[DATA Boundary: Start]
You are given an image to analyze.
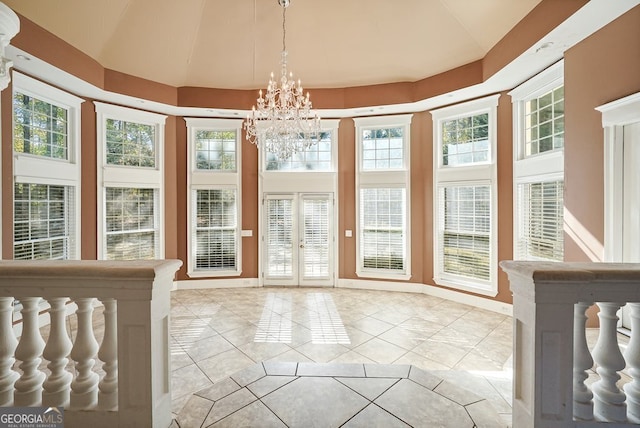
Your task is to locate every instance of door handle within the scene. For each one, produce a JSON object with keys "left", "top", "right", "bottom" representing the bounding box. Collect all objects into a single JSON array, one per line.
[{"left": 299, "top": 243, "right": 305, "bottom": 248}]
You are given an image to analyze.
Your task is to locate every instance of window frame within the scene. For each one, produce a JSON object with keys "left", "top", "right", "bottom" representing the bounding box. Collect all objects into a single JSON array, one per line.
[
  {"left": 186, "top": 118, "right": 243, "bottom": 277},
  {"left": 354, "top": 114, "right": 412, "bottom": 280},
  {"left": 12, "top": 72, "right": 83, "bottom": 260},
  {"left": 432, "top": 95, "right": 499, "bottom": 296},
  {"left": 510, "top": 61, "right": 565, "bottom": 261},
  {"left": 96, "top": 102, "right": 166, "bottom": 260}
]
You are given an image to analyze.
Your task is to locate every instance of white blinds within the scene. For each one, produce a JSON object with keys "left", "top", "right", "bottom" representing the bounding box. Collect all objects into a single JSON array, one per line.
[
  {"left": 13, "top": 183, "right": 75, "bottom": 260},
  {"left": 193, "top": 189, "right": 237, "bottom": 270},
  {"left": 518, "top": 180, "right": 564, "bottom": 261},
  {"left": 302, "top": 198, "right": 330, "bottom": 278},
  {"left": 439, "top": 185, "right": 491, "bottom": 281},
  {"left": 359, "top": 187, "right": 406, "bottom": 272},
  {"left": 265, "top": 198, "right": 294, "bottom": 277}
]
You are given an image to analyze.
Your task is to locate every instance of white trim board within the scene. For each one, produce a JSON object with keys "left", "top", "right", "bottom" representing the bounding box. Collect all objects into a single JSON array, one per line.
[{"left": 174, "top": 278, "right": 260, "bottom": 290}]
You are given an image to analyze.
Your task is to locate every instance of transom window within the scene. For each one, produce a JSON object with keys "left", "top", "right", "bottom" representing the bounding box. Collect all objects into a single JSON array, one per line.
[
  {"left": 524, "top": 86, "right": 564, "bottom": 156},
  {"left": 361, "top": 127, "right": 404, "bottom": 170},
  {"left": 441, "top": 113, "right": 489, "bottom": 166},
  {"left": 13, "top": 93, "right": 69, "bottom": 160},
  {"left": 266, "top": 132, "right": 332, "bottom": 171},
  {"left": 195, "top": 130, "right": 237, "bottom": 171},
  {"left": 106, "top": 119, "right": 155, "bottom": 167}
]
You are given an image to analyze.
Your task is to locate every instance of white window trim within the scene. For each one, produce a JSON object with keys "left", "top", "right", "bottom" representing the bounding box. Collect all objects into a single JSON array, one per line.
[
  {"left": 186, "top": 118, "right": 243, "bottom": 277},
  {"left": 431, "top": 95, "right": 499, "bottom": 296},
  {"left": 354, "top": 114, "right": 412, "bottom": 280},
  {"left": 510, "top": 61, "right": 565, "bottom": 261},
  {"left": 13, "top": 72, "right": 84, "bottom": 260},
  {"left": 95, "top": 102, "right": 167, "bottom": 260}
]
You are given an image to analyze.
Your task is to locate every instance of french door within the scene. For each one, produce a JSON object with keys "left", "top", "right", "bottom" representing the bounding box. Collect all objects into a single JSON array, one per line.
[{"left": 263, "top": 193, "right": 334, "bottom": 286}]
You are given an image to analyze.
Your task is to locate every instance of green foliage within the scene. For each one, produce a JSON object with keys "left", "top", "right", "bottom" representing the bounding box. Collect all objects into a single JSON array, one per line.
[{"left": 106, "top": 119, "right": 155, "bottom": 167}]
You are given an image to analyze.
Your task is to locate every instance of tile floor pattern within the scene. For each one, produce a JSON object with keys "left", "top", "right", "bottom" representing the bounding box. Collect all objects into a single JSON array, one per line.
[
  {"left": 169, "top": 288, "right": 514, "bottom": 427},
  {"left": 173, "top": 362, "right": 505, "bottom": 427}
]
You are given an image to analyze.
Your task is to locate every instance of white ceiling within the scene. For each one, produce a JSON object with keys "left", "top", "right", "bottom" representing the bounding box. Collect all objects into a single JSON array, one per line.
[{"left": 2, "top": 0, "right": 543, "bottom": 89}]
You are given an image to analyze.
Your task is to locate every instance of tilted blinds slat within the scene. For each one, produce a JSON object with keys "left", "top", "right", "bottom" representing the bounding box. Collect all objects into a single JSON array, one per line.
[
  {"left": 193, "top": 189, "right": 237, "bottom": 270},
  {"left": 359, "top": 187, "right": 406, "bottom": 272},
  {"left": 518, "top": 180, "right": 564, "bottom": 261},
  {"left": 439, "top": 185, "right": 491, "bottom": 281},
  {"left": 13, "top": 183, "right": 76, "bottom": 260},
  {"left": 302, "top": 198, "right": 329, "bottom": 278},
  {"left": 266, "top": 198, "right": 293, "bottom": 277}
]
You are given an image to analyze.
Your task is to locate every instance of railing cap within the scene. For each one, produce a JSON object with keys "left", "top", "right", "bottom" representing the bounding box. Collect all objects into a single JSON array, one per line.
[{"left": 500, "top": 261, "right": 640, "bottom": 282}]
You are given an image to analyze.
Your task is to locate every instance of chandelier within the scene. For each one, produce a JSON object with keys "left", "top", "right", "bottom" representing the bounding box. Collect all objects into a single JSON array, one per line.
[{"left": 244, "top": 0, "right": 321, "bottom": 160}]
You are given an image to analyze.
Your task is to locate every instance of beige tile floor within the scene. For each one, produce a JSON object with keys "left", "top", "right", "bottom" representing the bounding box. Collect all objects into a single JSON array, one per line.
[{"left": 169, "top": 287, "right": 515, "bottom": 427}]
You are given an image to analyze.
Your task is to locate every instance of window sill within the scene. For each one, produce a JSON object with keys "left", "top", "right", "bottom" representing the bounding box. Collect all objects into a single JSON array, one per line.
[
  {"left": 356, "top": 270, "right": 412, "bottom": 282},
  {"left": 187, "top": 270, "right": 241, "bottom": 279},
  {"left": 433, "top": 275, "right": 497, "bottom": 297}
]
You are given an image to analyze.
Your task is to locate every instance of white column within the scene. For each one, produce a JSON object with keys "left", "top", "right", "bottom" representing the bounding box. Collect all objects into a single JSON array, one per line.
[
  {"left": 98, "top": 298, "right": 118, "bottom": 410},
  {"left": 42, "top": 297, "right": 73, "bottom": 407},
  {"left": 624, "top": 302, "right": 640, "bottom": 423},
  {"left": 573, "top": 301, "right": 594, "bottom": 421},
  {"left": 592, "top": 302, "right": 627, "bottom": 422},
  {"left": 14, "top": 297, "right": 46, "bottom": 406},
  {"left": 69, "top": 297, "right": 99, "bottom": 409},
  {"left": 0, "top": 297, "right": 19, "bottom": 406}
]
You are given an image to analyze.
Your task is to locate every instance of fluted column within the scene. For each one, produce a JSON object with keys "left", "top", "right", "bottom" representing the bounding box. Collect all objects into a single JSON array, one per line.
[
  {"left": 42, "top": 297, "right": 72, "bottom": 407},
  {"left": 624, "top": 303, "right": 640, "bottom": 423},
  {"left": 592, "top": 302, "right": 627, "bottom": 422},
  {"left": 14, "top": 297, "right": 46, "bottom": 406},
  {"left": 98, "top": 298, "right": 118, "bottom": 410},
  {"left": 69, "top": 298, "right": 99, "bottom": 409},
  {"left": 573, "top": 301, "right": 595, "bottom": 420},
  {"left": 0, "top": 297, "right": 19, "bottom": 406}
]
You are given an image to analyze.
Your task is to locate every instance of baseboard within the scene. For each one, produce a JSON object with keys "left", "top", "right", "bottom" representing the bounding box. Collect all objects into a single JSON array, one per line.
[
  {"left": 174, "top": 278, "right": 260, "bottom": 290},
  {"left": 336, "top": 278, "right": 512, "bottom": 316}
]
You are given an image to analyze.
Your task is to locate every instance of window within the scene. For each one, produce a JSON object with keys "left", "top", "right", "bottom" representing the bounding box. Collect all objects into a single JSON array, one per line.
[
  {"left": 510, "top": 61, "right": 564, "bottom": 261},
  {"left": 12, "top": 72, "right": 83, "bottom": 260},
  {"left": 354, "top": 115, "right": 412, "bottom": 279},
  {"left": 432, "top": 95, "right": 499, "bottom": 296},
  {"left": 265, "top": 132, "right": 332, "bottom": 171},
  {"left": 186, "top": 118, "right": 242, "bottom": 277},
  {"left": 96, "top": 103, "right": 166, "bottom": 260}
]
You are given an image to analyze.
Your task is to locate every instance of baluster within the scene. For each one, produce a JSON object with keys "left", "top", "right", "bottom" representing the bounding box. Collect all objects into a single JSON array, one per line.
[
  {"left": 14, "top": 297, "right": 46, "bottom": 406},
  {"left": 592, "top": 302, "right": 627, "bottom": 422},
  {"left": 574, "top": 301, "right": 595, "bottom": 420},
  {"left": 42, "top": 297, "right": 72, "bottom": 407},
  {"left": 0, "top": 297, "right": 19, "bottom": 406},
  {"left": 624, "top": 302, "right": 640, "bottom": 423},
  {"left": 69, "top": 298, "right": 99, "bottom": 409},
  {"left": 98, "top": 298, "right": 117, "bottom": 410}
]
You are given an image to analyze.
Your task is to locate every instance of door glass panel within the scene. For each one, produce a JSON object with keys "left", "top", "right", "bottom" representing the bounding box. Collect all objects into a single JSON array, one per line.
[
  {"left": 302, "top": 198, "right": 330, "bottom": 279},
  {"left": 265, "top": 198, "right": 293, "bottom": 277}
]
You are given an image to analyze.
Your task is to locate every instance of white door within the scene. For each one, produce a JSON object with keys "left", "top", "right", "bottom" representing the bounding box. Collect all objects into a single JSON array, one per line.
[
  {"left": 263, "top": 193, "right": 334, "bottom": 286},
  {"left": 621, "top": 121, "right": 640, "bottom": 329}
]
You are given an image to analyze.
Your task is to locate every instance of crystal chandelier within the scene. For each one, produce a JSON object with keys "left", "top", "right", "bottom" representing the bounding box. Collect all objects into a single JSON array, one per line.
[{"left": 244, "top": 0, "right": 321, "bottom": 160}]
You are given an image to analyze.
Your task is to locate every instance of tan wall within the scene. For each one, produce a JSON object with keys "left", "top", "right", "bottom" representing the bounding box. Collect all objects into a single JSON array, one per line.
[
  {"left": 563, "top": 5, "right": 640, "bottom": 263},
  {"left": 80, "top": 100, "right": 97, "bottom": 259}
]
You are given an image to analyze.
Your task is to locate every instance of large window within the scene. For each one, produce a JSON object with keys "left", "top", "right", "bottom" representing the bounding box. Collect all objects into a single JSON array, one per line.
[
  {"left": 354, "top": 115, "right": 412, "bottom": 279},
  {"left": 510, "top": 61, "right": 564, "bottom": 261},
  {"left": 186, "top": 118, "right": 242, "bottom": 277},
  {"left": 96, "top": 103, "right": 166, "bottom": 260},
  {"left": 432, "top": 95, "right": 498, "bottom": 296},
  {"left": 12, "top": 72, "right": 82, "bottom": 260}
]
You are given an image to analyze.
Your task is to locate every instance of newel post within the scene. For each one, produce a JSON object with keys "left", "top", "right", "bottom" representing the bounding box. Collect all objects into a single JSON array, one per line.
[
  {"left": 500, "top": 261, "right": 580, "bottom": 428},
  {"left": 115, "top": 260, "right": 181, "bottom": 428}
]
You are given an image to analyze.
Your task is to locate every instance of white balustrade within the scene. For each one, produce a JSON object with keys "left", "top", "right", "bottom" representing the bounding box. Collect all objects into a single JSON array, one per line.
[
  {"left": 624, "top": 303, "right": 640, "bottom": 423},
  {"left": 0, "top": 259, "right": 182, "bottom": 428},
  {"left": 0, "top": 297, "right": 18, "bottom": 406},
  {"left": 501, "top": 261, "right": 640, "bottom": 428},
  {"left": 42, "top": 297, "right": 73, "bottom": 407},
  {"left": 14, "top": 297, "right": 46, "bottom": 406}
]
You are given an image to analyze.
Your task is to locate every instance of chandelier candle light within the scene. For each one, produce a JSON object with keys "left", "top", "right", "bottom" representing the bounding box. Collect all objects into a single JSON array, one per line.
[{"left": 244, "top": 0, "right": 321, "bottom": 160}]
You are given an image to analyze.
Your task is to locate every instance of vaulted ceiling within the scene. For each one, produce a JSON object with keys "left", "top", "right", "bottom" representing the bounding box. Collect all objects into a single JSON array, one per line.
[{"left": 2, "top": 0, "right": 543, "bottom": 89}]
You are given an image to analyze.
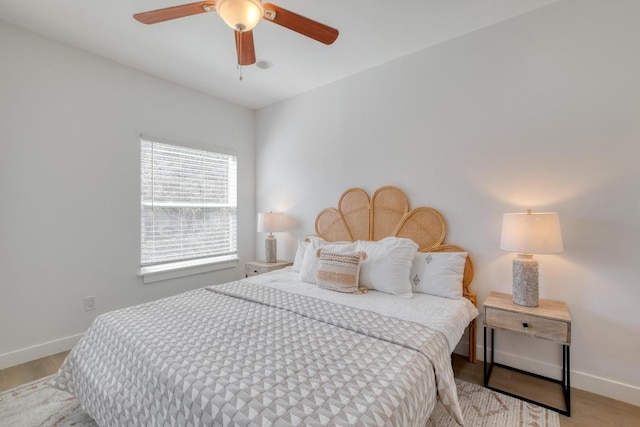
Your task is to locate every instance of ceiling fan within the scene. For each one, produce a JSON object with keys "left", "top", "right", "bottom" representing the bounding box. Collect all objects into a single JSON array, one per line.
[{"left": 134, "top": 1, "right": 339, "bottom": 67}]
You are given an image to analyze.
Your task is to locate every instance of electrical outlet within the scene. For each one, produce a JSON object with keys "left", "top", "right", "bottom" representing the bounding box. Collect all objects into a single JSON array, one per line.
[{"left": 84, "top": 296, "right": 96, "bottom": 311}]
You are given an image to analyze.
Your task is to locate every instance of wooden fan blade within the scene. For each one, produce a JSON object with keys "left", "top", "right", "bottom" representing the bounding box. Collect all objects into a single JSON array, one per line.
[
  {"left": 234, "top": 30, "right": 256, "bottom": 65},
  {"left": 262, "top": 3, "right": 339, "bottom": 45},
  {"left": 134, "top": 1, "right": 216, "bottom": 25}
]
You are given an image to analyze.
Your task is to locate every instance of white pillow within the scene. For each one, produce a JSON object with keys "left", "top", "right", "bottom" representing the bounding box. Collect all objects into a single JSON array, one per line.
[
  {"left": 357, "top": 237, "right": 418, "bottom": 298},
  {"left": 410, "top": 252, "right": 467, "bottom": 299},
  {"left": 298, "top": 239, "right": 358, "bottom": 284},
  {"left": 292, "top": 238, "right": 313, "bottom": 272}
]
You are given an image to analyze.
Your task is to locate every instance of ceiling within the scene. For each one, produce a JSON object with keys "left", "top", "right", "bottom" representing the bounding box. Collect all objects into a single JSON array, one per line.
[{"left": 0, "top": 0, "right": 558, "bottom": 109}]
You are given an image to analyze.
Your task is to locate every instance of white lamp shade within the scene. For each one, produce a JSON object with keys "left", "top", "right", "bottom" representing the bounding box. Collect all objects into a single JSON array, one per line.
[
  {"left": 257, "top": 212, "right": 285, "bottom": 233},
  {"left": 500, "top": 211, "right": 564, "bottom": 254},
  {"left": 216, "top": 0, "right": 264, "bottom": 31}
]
[DATA Boundary: End]
*PROBLEM*. Copy, character for character, the lines from the line that holds "Your task is to locate every instance of white lamp" through the final line of the records above.

*WRITTEN SOLUTION*.
Your task is to locate every instance of white lamp shade within the scene. For each one, produce a JSON object with keys "left", "top", "right", "bottom" representing the bounding box. Collect all objects into a single JSON array, one per line.
[
  {"left": 257, "top": 212, "right": 285, "bottom": 233},
  {"left": 500, "top": 211, "right": 564, "bottom": 254},
  {"left": 216, "top": 0, "right": 264, "bottom": 31}
]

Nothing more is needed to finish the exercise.